What this task involves: What you return should be the line containing "Return one point per instance of the flowering" and each line after it to the end of the records, copied exactly.

[Start of section]

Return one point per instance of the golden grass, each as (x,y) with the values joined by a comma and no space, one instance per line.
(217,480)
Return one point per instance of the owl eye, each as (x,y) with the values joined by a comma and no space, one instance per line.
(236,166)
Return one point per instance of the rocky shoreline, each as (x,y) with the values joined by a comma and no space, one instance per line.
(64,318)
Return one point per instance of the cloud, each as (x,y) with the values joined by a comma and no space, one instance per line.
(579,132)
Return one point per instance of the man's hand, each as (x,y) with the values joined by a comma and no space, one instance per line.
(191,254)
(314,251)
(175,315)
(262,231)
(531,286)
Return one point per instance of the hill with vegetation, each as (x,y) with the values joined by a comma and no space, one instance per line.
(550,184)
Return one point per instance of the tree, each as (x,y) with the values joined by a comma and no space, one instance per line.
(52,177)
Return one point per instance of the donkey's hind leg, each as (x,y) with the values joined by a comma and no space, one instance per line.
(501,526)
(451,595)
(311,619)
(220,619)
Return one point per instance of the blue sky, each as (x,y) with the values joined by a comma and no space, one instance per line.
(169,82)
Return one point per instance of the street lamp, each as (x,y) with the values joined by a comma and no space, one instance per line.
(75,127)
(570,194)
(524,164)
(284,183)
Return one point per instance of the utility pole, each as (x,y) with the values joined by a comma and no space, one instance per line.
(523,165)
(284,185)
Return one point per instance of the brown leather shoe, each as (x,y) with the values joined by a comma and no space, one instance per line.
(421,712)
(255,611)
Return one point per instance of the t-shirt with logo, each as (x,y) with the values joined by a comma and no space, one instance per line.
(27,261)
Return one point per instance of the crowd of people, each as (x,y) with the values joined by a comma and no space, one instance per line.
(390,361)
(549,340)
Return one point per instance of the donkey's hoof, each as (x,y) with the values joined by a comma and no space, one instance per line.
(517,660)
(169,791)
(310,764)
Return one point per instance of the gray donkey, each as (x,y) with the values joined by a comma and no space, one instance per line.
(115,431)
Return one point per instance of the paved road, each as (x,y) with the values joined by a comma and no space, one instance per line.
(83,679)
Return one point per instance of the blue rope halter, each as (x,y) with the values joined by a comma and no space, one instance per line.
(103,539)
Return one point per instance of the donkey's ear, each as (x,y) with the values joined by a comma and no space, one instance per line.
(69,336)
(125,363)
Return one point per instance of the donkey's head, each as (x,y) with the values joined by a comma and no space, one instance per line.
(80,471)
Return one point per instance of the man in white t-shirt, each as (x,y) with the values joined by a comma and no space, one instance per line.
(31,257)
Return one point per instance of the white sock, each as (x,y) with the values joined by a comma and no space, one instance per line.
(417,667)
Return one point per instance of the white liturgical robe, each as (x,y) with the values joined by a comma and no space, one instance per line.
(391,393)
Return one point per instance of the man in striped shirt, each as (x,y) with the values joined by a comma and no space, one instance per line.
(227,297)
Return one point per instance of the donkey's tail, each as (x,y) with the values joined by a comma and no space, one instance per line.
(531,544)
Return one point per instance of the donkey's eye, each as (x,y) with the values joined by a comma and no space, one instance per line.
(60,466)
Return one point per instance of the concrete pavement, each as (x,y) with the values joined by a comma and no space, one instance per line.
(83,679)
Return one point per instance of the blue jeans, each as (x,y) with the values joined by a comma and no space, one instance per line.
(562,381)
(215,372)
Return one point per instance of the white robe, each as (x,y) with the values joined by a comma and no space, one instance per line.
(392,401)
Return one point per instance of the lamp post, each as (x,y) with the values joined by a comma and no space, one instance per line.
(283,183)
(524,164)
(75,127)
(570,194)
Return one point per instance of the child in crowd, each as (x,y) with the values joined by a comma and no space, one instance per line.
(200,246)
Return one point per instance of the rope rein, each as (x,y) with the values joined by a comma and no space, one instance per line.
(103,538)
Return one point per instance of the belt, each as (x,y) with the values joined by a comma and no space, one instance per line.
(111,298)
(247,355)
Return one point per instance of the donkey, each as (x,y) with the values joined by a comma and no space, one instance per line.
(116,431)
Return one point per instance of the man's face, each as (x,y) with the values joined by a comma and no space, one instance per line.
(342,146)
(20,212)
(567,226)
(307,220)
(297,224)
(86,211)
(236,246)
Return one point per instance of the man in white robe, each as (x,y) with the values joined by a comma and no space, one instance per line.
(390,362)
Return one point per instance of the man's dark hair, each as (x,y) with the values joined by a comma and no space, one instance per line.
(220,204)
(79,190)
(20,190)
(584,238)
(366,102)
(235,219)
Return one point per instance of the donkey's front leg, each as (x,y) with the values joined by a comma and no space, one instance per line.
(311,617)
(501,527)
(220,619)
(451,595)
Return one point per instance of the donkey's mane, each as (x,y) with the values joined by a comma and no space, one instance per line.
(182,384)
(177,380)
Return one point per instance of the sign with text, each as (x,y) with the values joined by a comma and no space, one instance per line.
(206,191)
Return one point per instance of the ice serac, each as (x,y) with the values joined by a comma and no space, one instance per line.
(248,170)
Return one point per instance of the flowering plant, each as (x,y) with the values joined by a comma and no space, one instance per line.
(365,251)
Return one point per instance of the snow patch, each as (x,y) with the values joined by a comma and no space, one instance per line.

[End of section]

Reply to the task:
Return one point per instance of the flowering plant, each as (x,y) with the values joined by a comma and no space, one instance per line.
(365,251)
Return one point per instance of the snow patch, each as (x,y) with the values joined by a comma and no space, one instance per line.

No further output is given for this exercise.